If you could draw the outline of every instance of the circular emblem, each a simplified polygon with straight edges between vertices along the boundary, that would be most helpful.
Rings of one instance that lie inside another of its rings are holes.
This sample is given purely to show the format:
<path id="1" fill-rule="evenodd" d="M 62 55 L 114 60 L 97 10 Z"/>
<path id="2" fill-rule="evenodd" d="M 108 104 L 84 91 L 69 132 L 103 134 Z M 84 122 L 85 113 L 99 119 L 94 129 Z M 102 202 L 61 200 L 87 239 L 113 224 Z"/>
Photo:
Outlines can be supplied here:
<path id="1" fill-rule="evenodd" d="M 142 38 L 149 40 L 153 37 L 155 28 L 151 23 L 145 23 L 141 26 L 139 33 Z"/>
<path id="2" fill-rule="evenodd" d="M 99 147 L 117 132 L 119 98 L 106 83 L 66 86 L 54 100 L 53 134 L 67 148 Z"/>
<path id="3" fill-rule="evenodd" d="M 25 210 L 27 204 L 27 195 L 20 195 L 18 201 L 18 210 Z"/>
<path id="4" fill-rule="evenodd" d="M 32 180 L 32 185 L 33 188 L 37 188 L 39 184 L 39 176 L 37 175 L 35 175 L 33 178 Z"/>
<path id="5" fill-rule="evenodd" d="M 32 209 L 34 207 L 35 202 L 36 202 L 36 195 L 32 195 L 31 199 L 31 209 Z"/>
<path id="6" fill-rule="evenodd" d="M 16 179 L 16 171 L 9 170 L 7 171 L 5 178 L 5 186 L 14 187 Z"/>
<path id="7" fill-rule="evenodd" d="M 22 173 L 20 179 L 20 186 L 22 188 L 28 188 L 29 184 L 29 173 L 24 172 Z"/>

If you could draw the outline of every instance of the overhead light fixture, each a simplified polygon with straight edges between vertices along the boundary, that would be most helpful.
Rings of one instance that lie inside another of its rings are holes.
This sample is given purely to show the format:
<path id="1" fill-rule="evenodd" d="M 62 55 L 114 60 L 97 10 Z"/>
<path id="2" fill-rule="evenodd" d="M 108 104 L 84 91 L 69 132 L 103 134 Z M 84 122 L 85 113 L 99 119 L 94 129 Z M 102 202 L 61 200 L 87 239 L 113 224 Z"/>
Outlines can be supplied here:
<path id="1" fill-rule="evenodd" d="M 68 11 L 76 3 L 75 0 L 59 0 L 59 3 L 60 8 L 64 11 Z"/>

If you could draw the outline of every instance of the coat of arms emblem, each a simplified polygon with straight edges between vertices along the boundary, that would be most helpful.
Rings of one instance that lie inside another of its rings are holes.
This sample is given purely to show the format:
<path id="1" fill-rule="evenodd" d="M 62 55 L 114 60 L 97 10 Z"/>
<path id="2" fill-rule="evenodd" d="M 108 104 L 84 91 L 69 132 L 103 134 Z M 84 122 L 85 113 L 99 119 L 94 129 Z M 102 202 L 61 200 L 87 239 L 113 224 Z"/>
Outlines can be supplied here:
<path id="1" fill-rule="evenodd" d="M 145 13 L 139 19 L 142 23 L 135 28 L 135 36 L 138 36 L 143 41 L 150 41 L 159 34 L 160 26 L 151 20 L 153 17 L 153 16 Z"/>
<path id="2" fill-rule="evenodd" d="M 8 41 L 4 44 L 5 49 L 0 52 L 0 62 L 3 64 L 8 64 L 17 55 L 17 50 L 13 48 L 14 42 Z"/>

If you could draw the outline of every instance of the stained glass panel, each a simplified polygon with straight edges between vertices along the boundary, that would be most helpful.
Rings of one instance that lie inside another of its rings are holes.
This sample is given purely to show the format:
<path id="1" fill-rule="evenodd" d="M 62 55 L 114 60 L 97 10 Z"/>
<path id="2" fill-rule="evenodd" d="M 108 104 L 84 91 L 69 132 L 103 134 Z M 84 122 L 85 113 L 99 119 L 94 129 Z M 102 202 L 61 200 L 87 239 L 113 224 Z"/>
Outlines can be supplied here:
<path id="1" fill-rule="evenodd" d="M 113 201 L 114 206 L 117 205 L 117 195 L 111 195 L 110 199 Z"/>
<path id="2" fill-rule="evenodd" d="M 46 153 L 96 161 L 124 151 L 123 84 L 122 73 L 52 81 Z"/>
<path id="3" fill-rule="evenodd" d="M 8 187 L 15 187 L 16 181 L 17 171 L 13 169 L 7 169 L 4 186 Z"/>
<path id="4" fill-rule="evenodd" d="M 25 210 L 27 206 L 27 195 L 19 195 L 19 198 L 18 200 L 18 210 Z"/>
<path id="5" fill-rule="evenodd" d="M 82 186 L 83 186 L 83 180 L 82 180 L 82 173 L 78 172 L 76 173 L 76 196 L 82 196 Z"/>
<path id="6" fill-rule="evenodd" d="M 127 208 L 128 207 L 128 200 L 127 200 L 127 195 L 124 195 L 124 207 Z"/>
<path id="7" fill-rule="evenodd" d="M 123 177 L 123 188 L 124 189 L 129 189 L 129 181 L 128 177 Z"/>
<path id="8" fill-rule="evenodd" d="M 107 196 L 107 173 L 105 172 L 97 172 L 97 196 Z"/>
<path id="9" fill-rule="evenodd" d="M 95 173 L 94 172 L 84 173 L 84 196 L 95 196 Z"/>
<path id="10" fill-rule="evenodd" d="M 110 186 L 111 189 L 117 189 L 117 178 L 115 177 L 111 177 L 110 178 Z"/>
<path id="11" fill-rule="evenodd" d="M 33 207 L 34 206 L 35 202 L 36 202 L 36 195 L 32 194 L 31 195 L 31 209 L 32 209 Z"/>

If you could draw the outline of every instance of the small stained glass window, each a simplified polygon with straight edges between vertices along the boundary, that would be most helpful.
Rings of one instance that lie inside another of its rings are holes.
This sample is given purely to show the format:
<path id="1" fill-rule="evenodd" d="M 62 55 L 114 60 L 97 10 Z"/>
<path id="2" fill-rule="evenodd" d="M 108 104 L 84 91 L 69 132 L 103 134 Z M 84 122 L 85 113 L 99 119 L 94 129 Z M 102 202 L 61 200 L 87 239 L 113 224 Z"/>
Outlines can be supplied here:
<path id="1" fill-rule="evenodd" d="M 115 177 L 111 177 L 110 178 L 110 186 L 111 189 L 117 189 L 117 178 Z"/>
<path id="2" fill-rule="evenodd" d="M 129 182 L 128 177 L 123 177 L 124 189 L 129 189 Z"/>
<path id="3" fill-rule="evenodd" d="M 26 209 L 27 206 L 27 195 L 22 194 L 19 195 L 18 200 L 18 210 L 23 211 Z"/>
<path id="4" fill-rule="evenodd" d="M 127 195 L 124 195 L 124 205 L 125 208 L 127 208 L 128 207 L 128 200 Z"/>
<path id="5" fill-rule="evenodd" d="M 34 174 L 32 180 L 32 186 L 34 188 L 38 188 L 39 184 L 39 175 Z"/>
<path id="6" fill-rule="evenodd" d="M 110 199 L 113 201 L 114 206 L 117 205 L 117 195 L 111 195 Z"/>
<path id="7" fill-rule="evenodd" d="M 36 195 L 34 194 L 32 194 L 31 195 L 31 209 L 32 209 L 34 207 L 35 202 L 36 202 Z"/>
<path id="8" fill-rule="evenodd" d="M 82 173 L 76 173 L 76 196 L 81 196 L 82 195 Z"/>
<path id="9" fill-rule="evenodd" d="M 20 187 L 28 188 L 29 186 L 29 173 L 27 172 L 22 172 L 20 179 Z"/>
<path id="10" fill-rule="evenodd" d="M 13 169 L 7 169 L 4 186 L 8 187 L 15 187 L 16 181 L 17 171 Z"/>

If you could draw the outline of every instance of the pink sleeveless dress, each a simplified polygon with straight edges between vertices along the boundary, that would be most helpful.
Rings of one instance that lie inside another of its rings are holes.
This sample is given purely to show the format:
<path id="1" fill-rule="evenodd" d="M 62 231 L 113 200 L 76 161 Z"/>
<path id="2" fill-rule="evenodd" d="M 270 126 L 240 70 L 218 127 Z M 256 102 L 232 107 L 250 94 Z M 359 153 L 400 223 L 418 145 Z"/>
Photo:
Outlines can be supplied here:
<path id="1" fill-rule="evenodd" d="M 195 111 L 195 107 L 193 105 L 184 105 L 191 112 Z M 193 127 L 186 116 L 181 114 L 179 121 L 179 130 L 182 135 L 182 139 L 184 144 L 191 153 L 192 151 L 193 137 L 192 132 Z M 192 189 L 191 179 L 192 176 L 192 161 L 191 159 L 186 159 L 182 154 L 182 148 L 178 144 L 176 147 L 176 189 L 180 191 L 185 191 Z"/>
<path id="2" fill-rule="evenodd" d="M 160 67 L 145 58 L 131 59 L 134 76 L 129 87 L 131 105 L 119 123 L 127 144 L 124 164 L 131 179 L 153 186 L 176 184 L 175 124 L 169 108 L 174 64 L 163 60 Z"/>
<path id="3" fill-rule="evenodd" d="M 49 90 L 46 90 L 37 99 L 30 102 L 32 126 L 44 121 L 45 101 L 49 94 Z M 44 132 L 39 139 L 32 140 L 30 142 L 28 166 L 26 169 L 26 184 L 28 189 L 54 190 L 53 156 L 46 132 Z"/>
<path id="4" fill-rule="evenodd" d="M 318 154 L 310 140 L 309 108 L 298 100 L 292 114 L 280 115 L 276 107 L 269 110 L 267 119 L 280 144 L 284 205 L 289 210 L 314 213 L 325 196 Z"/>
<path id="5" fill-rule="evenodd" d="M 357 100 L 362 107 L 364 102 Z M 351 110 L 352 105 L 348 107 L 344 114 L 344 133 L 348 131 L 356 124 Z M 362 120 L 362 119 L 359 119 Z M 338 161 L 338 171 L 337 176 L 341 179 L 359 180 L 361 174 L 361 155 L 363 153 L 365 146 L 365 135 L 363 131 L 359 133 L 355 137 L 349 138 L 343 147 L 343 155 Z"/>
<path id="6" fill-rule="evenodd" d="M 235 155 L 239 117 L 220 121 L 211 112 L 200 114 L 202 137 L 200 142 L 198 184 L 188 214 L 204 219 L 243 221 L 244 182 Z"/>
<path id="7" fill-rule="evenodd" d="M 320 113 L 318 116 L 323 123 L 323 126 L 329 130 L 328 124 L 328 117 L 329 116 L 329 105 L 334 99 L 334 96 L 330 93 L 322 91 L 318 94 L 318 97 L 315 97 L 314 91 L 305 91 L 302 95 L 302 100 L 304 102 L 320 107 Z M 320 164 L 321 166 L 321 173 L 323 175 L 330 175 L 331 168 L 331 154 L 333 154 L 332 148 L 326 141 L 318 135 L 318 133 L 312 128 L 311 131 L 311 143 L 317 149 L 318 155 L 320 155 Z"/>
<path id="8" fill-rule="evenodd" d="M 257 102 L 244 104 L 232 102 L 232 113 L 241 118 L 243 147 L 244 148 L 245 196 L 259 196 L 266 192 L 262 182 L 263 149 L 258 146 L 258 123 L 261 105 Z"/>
******
Given request: Quote the lines of the listing between the line holding "of the small" and the line holding "26 209 L 27", inclusive.

Answer for the task:
If you could draw the outline of every instance of the small stained glass window, each a simplified polygon with straight edges between vertices along the boundary, that would be most helpful.
Rings of one instance that lie inside another of its rings are holes.
This sample is given purely to show the format:
<path id="1" fill-rule="evenodd" d="M 62 55 L 114 60 L 97 10 Z"/>
<path id="2" fill-rule="evenodd" d="M 108 104 L 84 91 L 69 132 L 103 134 Z M 84 122 L 85 113 L 99 119 L 94 129 Z M 102 202 L 61 200 L 87 239 L 113 224 Z"/>
Outlines can be supplied here:
<path id="1" fill-rule="evenodd" d="M 115 177 L 111 177 L 110 178 L 110 186 L 111 189 L 117 189 L 117 178 Z"/>
<path id="2" fill-rule="evenodd" d="M 129 182 L 128 177 L 123 177 L 124 189 L 129 189 Z"/>
<path id="3" fill-rule="evenodd" d="M 26 209 L 27 206 L 27 195 L 22 194 L 19 195 L 18 200 L 18 210 L 23 211 Z"/>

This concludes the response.